+++ DOKUMENTAUSSCHNITT

Angesichts von Protesten fordert Präsident Ruhani Politikwandel im Iran
Angesichts der Proteste im Iran hat Präsident Hassan Ruhani zu einem grundlegenden Wandel der Politik in seinem Land aufgerufen.
Das Wichtigste in Kürze
- Ayatollah Chamenei will erstmals seit acht Jahren Freitagsgebet leiten.
«Die Menschen wollen mit Aufrichtigkeit, Anstand und Vertrauen behandelt werden», erklärte Ruhani am Mittwoch in einer live im Fernsehen übertragenen Ansprache. Wenig später verkündete die staatliche Nachrichtenagentur Irna, dass Irans geistliches Oberhaupt Ayatollah Ali Chamenei erstmal seit 2012 das Freitagsgebet in Teheran leiten werde.
Ruhani räumte indirekt ein, dass die Flugzeugkatastrophe vor einer Woche und der Umgang der politischen Führung damit bei der Bevölkerung zu einer Vertrauenskrise geführt hätten. Sollte es eine bewusste Verzögerung bei der Bekanntgabe der Absturzursache gegeben habe, müssten sich die Streitkräfte «entschuldigen». Der Iran hatte erst nach tagelangen Dementis und massivem internationalen Druck den versehentlichen Abschuss der ukrainischen Passagiermaschine zugegeben, bei dem vor einer Woche alle 176 Insassen getötet worden waren.
Die meisten Opfer waren Iraner oder iranisch-stämmige Staatsbürger anderer Länder. Der Iran hatte zum Zeitpunkt des Abschusses der Maschine mit Raketenangriffen auf US-Stützpunkte im Irak auf die Tötung des iranischen Generals Kassem Soleimani durch die USA reagiert. Das ukrainische Flugzeug sei in diesem Zusammenhang versehentlich abgeschossen worden, hiess es.
Seit Bekanntwerden der wahren Absturzursache gibt es wütende Proteste der Bevölkerung gegen die Führung des Landes. Dagegen schritten die Sicherheitskräfte nach Angaben von Amnesty International massiv ein. Im ganzen Land seien friedliche Demonstranten durch «illegale Gewaltanwendung» verletzt worden, berichtete die Menschenrechtsorganisation am Mittwoch. Die Sicherheitskräfte hätten unter anderem Schrotkugeln, Tränengas und Gummigeschosse eingesetzt.
Nach iranischen Justizangaben wurden bislang rund 30 Menschen festgenommen. Am Dienstag hatte Teheran zudem erklärt, es habe erste Festnahmen von Verantwortlichen des Flugzeugabschusses gegeben. Details dazu wurden nicht genannt.

++++++
+++ EXTRAHIERTE DATENSÄTZE

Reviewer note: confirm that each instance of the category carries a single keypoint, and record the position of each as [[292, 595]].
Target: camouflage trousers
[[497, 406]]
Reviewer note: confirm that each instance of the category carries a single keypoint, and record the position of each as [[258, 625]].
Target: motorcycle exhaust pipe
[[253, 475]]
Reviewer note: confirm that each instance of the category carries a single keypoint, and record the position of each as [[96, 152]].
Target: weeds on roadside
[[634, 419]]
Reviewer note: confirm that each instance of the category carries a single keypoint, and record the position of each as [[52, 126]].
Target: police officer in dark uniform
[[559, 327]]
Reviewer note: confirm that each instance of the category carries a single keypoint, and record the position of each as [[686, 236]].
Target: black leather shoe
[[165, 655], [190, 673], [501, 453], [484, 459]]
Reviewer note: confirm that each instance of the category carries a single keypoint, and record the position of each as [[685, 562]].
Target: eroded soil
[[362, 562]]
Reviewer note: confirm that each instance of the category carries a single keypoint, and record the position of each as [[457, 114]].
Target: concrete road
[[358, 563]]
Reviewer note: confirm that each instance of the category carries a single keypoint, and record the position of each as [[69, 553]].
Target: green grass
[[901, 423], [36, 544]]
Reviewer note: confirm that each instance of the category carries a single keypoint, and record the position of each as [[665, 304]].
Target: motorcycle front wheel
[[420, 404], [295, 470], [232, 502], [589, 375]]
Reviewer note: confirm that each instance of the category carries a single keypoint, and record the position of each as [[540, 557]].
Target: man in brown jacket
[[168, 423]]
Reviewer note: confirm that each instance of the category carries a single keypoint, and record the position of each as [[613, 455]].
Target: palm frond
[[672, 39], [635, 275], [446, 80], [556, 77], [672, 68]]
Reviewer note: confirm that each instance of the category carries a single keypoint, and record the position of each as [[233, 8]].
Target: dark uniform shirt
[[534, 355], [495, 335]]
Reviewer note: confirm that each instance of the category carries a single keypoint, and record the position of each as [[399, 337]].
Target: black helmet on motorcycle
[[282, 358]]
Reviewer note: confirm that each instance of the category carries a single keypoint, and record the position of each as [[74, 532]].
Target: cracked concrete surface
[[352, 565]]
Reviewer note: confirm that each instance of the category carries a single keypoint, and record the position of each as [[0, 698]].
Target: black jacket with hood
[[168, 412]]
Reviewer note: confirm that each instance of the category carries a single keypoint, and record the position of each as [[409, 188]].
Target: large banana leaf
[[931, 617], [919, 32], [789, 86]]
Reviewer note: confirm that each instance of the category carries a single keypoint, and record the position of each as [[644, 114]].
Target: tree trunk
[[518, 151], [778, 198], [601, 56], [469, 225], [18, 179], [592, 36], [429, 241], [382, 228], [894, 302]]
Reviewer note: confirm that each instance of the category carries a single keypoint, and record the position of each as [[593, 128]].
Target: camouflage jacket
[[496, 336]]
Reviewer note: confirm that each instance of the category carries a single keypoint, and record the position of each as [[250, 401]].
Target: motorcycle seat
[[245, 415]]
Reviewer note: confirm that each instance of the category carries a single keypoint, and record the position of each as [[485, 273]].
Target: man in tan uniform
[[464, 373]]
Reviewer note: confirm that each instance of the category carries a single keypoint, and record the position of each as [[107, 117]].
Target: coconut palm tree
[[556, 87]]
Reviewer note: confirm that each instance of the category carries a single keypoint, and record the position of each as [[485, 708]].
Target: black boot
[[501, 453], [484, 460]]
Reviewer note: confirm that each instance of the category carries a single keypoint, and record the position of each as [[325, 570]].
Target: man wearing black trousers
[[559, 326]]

++++++

AUFGABENSTELLUNG:
Bitte entscheide für jede Aussage, ob sie mit dem Artikel über die Proteste im Iran übereinstimmt, und antworte jeweils mit Ja oder Nein samt den entscheidenden Worten des Artikels als wörtliches Zitat: (a) Ruhani hielt seine Ansprache am Mittwoch live im Fernsehen. (b) Beim Abschuss der ukrainischen Passagiermaschine wurden 150 Insassen getötet. (c) Laut iranischer Justiz wurden bislang rund 30 Menschen festgenommen. Die Datensätze stehen in keinem Zusammenhang mit dem Artikel.

LÖSUNG:
(a) Ja: „erklärte Ruhani am Mittwoch in einer live im Fernsehen übertragenen Ansprache“
(b) Nein: „bei dem vor einer Woche alle 176 Insassen getötet worden waren“
(c) Ja: „Nach iranischen Justizangaben wurden bislang rund 30 Menschen festgenommen.“